--- Assigned task ---
Everything from the line with "Put one marker on each instance of the horse's head" through the end of the entries must be transcribed exactly; no other lines belong in the answer.

--- Records to process ---
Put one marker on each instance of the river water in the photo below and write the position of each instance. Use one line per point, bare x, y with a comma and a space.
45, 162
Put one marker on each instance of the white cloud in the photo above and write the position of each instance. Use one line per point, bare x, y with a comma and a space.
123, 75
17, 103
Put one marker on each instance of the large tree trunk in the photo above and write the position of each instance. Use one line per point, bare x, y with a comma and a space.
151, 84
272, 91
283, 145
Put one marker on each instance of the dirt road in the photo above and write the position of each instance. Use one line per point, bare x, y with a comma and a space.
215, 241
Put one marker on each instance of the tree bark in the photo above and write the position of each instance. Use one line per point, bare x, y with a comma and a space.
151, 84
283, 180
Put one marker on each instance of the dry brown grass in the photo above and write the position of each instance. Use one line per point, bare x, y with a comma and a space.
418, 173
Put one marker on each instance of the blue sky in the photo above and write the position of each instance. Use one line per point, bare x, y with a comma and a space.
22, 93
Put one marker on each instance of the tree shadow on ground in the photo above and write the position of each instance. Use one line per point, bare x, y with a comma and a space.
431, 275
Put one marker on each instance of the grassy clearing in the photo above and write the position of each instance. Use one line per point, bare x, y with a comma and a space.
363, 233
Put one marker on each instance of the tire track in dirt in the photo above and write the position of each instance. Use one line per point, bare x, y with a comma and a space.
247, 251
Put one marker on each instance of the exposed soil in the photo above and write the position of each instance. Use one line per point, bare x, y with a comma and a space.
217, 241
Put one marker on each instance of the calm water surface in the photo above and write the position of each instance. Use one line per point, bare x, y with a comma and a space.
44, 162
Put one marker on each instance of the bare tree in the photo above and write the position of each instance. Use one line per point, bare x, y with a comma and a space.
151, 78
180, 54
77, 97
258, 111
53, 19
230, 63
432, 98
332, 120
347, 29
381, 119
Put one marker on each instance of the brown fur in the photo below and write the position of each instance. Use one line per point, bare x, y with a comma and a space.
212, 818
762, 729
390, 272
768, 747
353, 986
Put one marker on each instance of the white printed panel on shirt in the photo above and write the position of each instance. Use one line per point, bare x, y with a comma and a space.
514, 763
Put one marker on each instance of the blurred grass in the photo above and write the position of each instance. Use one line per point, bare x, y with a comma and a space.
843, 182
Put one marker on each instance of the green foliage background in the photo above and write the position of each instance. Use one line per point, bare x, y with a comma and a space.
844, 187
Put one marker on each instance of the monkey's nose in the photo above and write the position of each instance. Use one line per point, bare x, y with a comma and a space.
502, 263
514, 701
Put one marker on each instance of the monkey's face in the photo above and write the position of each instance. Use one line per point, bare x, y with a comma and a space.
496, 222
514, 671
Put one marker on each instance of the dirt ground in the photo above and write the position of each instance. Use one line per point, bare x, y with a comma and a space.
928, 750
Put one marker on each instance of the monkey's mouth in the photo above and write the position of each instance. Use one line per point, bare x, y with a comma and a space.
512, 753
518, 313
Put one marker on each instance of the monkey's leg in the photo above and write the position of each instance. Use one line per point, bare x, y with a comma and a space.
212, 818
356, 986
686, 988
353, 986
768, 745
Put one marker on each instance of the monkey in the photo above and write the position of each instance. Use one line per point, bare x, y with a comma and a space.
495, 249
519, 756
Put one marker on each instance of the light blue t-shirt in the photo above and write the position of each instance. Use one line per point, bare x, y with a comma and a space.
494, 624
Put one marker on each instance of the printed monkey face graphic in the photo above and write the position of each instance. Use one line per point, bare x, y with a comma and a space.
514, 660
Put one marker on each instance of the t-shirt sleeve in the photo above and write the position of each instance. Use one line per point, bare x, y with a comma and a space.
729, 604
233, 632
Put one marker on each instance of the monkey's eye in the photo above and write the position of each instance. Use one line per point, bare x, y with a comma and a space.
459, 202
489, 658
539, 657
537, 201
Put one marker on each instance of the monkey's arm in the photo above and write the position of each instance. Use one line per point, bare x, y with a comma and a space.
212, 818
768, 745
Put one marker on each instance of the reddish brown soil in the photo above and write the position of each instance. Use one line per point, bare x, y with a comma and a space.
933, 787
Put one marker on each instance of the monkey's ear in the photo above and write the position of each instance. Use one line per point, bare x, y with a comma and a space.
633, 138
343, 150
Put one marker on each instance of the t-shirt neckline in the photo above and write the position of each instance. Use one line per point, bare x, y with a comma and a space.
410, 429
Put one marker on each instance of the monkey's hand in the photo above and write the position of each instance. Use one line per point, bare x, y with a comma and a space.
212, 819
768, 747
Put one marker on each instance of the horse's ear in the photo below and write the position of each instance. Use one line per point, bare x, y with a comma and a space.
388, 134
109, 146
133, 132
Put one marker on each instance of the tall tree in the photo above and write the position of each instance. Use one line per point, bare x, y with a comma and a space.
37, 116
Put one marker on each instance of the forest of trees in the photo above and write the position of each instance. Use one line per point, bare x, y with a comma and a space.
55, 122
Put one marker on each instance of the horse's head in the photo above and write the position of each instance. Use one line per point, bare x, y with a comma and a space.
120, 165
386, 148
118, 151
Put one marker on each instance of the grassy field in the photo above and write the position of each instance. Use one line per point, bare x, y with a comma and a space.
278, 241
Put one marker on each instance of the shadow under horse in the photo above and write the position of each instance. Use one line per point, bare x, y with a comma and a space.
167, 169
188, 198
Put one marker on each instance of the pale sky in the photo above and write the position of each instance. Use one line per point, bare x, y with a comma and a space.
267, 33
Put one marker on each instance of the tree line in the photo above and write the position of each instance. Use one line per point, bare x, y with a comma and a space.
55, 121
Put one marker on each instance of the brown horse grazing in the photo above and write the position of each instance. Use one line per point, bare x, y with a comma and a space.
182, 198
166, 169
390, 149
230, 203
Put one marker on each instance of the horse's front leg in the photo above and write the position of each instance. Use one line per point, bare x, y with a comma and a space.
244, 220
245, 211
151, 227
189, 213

--- Answer to this exercise ---
Put one marker on each instance of the horse's head in the photo above and write the position of each instance. Use one line per point, bare x, y with a comma and a space.
120, 165
386, 148
118, 151
Put one marker on each instance of the grassy field in the photo above and write the position of each instance. Use one line per point, bare x, y with a comma and a space.
278, 241
Put one marker on each instance of the shadow under horse in the photo above and write the position of each instance. Use one line per point, bare x, y with a comma and a space.
167, 169
188, 198
Put one marker on each instance of the pale sky in the photo above and write the position of each instance. Use one line per point, bare x, y with a comma and a space.
267, 33
Put one marker on each instance of the tree line in the photo above and write the position of each instance. Use one line per point, bare x, y with a comma and a space.
55, 121
Put one marker on each instance of the brown horse grazing in the photo above and write the position of each instance. Use one line per point, bare x, y with a comma and a space.
182, 198
166, 169
390, 149
230, 203
Put one marker on each instance of the horse's front leg in the photo above and write the position of each instance. Use one line per point, bare x, y with a comma and a space.
244, 220
245, 211
151, 227
189, 213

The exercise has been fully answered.